====== SUPPLIED INFORMATION ======

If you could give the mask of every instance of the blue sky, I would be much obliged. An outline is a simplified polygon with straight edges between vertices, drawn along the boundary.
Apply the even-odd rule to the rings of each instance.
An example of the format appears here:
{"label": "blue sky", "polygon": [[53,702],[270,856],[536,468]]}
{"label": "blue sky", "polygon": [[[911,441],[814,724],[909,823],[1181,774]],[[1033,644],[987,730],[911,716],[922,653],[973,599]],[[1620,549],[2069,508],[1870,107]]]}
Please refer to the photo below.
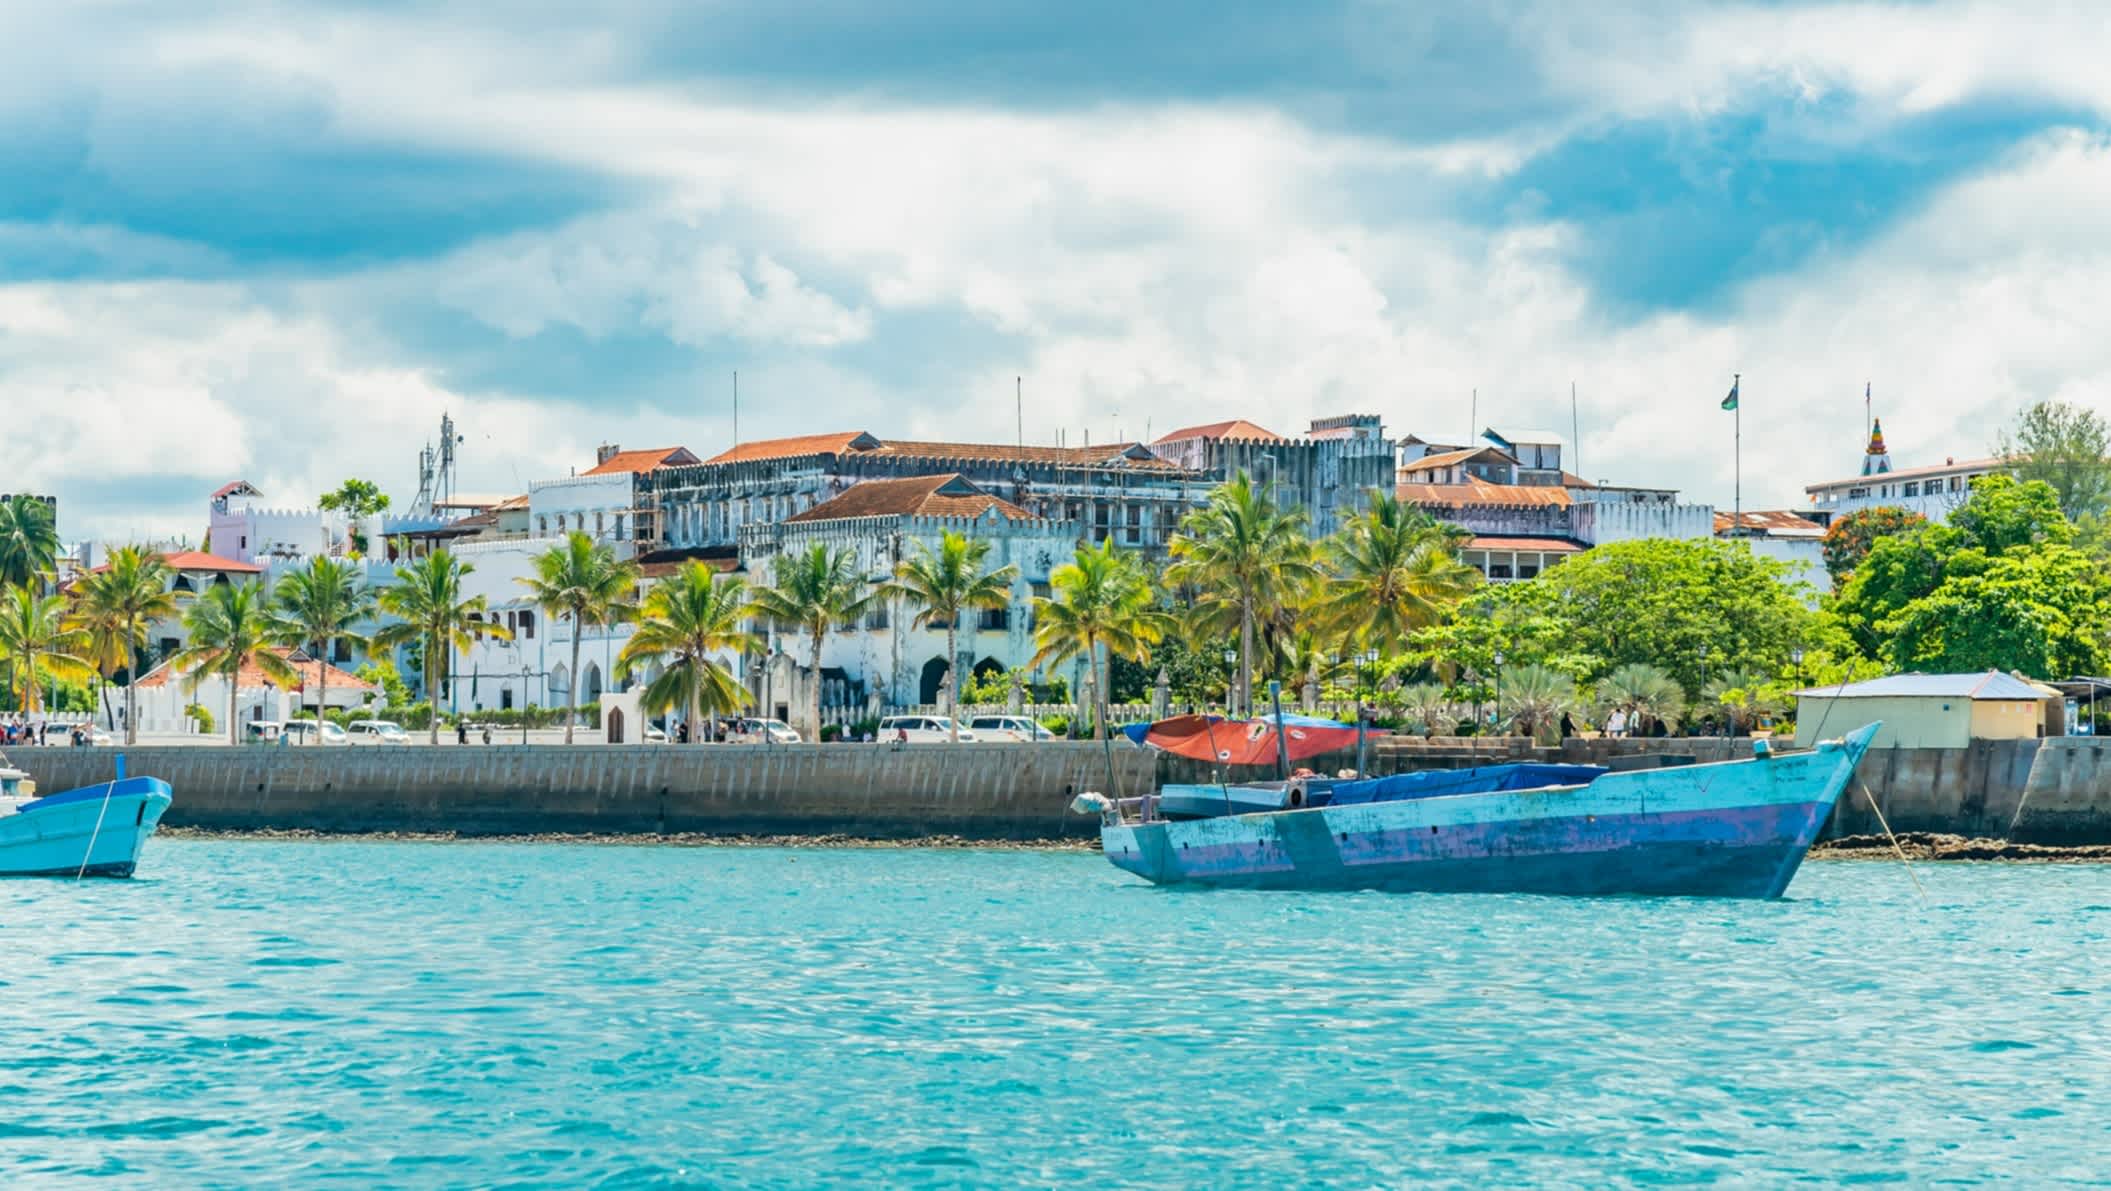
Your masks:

======

EXERCISE BRIEF: Return exactly the line containing "An example of" and every line after it, up to and including the final line of the entries above. Pictures stay out.

TASK RESPONSE:
An example of the format appears here:
{"label": "blue sky", "polygon": [[53,702],[270,856],[536,468]]}
{"label": "blue sky", "polygon": [[[911,441],[814,724],[909,823],[1181,774]],[[1033,644],[987,730],[911,716],[922,653],[973,599]],[[1620,549],[2069,508],[1870,107]]]}
Please refer to the photo below.
Your masks:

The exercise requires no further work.